Exercise materials
○ ○ ○ ○ ○

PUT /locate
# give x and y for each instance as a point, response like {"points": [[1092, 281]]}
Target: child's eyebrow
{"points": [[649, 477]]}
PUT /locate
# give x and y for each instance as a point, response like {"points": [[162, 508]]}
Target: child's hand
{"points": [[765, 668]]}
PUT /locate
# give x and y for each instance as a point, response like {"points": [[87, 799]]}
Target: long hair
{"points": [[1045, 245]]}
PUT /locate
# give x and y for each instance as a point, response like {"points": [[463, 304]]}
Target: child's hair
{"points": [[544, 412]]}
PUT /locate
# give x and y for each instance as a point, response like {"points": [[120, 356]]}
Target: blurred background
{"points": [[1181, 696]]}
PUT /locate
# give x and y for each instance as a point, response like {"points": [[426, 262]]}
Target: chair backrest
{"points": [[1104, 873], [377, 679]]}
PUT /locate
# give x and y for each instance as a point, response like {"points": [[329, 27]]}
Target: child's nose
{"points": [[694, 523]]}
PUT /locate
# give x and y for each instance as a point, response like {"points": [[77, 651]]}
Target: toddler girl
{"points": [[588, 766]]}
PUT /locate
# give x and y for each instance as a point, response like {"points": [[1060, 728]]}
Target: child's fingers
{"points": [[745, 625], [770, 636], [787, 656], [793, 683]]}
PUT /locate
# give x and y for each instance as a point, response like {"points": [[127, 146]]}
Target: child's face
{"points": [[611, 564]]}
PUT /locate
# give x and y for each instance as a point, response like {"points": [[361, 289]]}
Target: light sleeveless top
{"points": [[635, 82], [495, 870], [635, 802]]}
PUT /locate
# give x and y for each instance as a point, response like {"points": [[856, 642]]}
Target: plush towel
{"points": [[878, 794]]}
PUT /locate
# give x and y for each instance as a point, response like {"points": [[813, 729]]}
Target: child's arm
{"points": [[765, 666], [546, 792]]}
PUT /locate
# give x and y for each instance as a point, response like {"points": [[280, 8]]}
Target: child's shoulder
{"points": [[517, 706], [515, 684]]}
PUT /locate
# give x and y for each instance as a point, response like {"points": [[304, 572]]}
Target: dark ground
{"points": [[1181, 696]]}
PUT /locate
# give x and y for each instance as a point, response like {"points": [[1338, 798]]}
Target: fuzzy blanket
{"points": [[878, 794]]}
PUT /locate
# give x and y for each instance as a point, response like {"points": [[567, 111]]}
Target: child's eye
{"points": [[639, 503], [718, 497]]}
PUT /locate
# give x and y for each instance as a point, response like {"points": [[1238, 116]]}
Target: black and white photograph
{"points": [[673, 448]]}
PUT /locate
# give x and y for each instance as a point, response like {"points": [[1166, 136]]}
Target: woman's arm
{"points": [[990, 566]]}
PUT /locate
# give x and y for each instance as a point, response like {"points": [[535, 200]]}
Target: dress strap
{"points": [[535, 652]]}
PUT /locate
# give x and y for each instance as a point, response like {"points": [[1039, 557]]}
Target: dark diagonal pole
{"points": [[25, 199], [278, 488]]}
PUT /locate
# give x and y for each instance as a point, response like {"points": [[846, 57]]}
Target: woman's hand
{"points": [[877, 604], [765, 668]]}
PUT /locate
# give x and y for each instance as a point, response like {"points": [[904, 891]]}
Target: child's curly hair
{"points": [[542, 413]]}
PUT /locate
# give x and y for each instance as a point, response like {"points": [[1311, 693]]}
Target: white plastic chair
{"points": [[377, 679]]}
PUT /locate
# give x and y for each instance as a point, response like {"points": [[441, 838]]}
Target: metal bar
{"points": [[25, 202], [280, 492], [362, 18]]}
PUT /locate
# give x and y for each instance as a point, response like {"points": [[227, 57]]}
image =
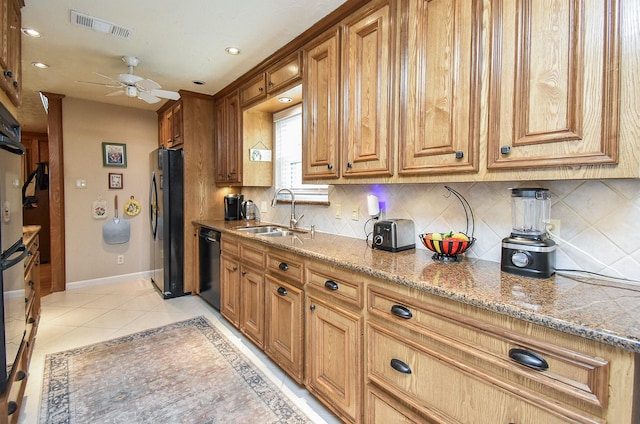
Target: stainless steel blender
{"points": [[529, 252]]}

○ ○ ○ ○ ○

Required task
Give the entries again word for word, but skip the pictures.

Exercise answer
PUT /locate
# give x and y for each instance as a point, response like {"points": [[1092, 281]]}
Target: child's eyebrow
{"points": [[649, 477]]}
PUT /locate
# give x and y for each instance as a point, response like {"points": [[162, 508]]}
Target: child's hand
{"points": [[765, 668]]}
PUT /locate
# give x and y for each instance as a point, response like {"points": [[87, 799]]}
Target: long hair
{"points": [[1045, 245]]}
PUT /locate
# give x and y for each instance as a point, response like {"points": [[463, 304]]}
Target: child's hair
{"points": [[544, 412]]}
PUT /locate
# give x and y for each instance as a point, response like {"points": [[120, 356]]}
Target: blurred background
{"points": [[1181, 696]]}
PUT /locate
# give x and y for each instance as a point, response like {"points": [[426, 262]]}
Target: chair backrest
{"points": [[1104, 873], [377, 679]]}
PUT /locate
# give x and y for each instance as a point, response like {"points": [[329, 27]]}
Target: child's nose
{"points": [[694, 523]]}
PUT /locate
# give x and y for each instance as a point, response like {"points": [[77, 651]]}
Target: toddler girl
{"points": [[588, 766]]}
PUT /locate
# give x and y for each instance as a point, response like {"points": [[1060, 728]]}
Target: child's fingers
{"points": [[745, 625], [770, 636], [787, 656], [793, 683]]}
PUT /locate
# give x and y for each instance as a point, response like {"points": [[127, 146]]}
Target: child's face
{"points": [[611, 564]]}
PUT /locate
# give x and y for each instance as a point, response like {"points": [[361, 289]]}
Target: light sleeveless top
{"points": [[635, 82], [495, 870], [635, 802]]}
PUT /locate
# give x and y for each instance as a point, response like {"points": [[856, 642]]}
Target: plush towel
{"points": [[878, 794]]}
PUT /locate
# give x and y for each instance as a point, response like {"points": [[813, 729]]}
Target: child's arm
{"points": [[765, 666], [546, 792]]}
PUT /locate
# give x and y for each instance as a point, response like {"points": [[280, 8]]}
Target: child's shoulder
{"points": [[517, 706], [515, 684]]}
PUT /locate
# give x and y for each instance as a point, response like {"points": [[304, 572]]}
Target: dark ground
{"points": [[1181, 696]]}
PUT /locate
# give x and y for each instance as a point, response like {"points": [[1338, 798]]}
Target: fuzzy blanket
{"points": [[878, 794]]}
PUT /locate
# give x and y for each instance as a point, response like {"points": [[567, 111]]}
Target: child's eye
{"points": [[639, 503], [718, 497]]}
PUT /locate
# give x and y for each instance as a point, response like {"points": [[1238, 116]]}
Target: black and white photograph
{"points": [[673, 448]]}
PUT /locate
# give x and y for each instance as a point, response like {"points": [[1166, 136]]}
Target: woman's arm
{"points": [[990, 566]]}
PUT /locate
# give x and y for each instance as a point, response like {"points": [[535, 200]]}
Target: dress strap
{"points": [[535, 652]]}
PUT /locate
# give x and y for each instance as a point, response like {"points": [[1039, 557]]}
Target: dark diagonal pole
{"points": [[25, 199], [278, 488]]}
PUT /locate
# give x and y for each instance as a point, response like {"points": [[846, 57]]}
Target: woman's hand
{"points": [[877, 604], [765, 668]]}
PUT /locate
# give x and y for each instance as a point, response like {"points": [[904, 891]]}
Target: child's curly hair
{"points": [[542, 413]]}
PUT /locate
# give x and y for each instance as a point, response like {"points": [[1311, 693]]}
Target: white plastic chair
{"points": [[377, 679]]}
PUT /locate
# give x and y for each instance as a point, response like {"points": [[441, 838]]}
Target: metal bar
{"points": [[25, 202], [280, 492], [362, 18]]}
PUT /locate
# give x and y for each instance as a point, response like {"points": [[227, 57]]}
image =
Target: stainless steel blender
{"points": [[529, 252]]}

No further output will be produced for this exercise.